# Solicitud A
Extrae todas las líneas del listado que contengan la cadena "rocky", teniendo en cuenta las mayúsculas y minúsculas.

# Fragmento del documento
---*---

Considero esa tela de Cézanne, Joven con cabeza de muerto, que data de 1895. Es una imagen silenciosa si lo es, ya que al mismo tiempo es una imagen del silencio: tanto el de la calavera como el de aquello sobre el cual se cierra con lasitud y melancolía la boca del joven. Mediante esas marcas la imagen exhala o exuda el silencio, igual lo hace por la presencia de los libros y los papeles –palabras fijadas, cerradas– y por la clausura general del lugar, sin escapatoria al exterior, y que confina el espacio mediante la colgadura que corta las líneas de fuga del ángulo de la habitación, que se adivina en la posición de la mesa y en el trozo de rodapié visible abajo, a la derecha.
A semejanza de todas las vanidades, esta tela parece exponer la imagen de un silencio último, como un destino privilegiado de la pintura en tanto que ella asume para intensificarlo –en lugar de rodearlo– el silencio de la imagen. Podría decirse aquí, no “sólo le falta hablar”, sino más bien “hace oír su falta de habla”. La imagen muestra que no hay nada que decir, que todo ya ha sido dicho y borrado; como así puede verse en el folio puesto sobre la mesa y en la página del libro doblada bajo la calavera: ni la una ni el otro muestran escritura.
Menos que nunca, seguramente, hay necesidad de escribir, ya que conocemos lo que había podido ser trazado: palabras tales como vanitas y memento mori, u otras aun que ya hemos leído sobre tantas pinturas antiguas de vanidades. Las palabras están ya ahí, silenciosamente locuaces mediante una tradición que Cézanne nos cita y recita. (Lo indico de pasada: en él la citación y recitación de la calavera es frecuente, aunque lo más habitual es sin la conjunción del personaje, lo que hace de este cuadro una excepción. Pero no es cuestión mía estudiar por sí mismo el tema de la vanitas cezanniana.) Por el solo hecho de su naturaleza de citación, la imagen hace ya oír algo. Hace resonar la palabra del Eclesiastés, la vanitas vanitatum que no puede sino resonar porque es pronunciada más que escrita, pronunciada en su escritura, dirigida y lanzada como una advertencia, como una moción, como un aviso y como un recordatorio; como una llamada a meditar la inconsistencia del mundo. Pero al tiempo, esta misma resonancia –que el doblamiento de la palabra en genitivo de sí mismo subraya, “vanidad de vanidades”– resuena como un eco, y por tanto como una voz que se pierde repitiéndose, porque es de un modo muy manifiesto la recitación tardía de una citación ya tan a menudo presente en la historia de la pintura. La tela hace por consiguiente resonar esas palabras con el sentido de “pintura de pinturas de vanidad”... a menos que no sea también preciso discernir en ella la conocida frase de Pascal, “qué vanidad la pintura”...

---*---

Parte de un archivo de datos:
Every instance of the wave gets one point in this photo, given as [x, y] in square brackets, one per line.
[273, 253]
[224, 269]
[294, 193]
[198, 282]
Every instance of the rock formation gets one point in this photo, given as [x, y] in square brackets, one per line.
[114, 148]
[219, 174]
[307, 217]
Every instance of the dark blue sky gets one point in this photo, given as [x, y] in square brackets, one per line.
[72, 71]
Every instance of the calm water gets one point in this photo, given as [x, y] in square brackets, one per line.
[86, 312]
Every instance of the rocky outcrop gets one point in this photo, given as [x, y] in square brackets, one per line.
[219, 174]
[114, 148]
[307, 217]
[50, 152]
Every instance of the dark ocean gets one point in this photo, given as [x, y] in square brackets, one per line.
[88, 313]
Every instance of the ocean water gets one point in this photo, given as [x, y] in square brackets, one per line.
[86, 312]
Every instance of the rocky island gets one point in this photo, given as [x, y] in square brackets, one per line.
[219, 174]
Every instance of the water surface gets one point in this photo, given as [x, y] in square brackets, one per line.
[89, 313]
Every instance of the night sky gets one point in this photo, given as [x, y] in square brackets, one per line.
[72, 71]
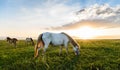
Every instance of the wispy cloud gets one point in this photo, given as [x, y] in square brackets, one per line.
[96, 15]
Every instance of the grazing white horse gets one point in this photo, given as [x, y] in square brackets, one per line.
[60, 39]
[29, 40]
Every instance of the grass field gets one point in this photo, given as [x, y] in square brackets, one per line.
[94, 55]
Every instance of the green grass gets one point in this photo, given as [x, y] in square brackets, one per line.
[94, 55]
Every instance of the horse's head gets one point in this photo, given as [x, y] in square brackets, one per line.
[76, 50]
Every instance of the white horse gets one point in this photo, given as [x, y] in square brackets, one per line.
[29, 40]
[57, 39]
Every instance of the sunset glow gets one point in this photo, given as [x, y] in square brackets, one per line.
[87, 32]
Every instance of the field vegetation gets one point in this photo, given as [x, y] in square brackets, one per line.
[94, 55]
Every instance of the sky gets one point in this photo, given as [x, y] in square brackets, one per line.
[79, 18]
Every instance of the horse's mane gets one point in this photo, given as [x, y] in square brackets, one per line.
[71, 39]
[40, 39]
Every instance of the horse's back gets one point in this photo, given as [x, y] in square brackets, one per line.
[55, 38]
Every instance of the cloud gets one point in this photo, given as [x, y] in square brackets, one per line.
[103, 16]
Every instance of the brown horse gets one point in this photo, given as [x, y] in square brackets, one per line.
[58, 39]
[12, 41]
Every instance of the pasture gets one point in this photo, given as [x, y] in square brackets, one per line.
[94, 55]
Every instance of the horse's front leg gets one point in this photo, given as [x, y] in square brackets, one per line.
[66, 50]
[45, 48]
[60, 50]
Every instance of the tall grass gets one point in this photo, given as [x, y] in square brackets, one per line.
[94, 55]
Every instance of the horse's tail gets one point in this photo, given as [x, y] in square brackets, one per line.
[72, 41]
[38, 45]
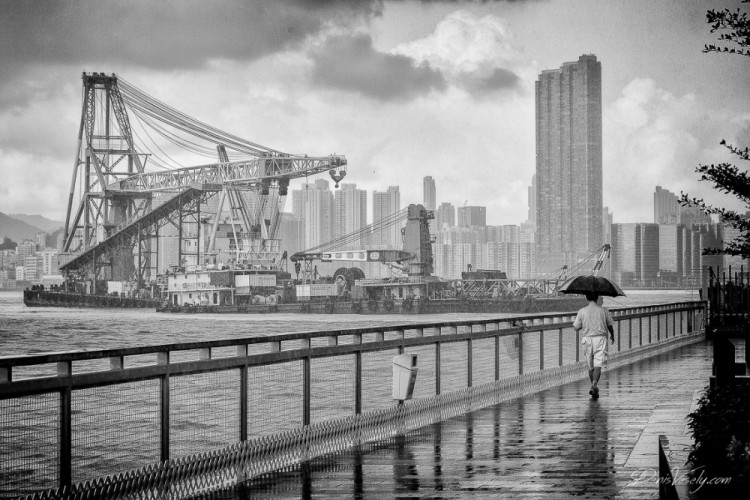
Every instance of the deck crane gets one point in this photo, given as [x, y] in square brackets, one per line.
[600, 256]
[118, 195]
[413, 260]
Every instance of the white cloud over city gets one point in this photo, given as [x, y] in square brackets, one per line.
[403, 89]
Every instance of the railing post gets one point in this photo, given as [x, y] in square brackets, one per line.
[242, 351]
[497, 357]
[358, 376]
[306, 390]
[162, 358]
[65, 369]
[469, 361]
[437, 368]
[541, 350]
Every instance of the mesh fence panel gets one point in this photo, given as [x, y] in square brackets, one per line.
[114, 428]
[204, 411]
[509, 355]
[453, 366]
[332, 387]
[551, 348]
[483, 361]
[425, 385]
[621, 329]
[637, 336]
[377, 378]
[275, 398]
[570, 346]
[530, 352]
[29, 444]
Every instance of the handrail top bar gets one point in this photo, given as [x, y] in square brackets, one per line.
[82, 355]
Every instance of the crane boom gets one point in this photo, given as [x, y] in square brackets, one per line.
[240, 173]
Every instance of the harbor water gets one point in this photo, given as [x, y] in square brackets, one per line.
[26, 330]
[103, 449]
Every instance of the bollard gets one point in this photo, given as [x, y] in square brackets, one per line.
[404, 376]
[723, 362]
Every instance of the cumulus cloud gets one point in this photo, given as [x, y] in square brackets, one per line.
[349, 62]
[478, 54]
[658, 139]
[164, 34]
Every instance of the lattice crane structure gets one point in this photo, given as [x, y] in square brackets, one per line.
[130, 181]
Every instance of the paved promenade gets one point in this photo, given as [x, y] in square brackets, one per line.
[554, 444]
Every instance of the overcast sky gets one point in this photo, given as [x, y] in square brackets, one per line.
[403, 89]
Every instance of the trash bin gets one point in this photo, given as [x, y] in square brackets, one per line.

---*---

# Solicitud B
Actualiza el texto sobre el cuadro de Cézanne: reprodúcelo empezando en las palabras "A semejanza de" y deteniéndote después de "otro muestran escritura.", con "folio" sustituido por "pliego".

# Resultado de la tarea A
Every instance of the rocky outcrop gets one point in this photo, given as [x, y] in square brackets, one per line.
Every instance of the rocky island gets one point in this photo, given as [x, y] in square brackets, one per line.

# Resultado de la tarea B
A semejanza de todas las vanidades, esta tela parece exponer la imagen de un silencio último, como un destino privilegiado de la pintura en tanto que ella asume para intensificarlo –en lugar de rodearlo– el silencio de la imagen. Podría decirse aquí, no “sólo le falta hablar”, sino más bien “hace oír su falta de habla”. La imagen muestra que no hay nada que decir, que todo ya ha sido dicho y borrado; como así puede verse en el pliego puesto sobre la mesa y en la página del libro doblada bajo la calavera: ni la una ni el otro muestran escritura.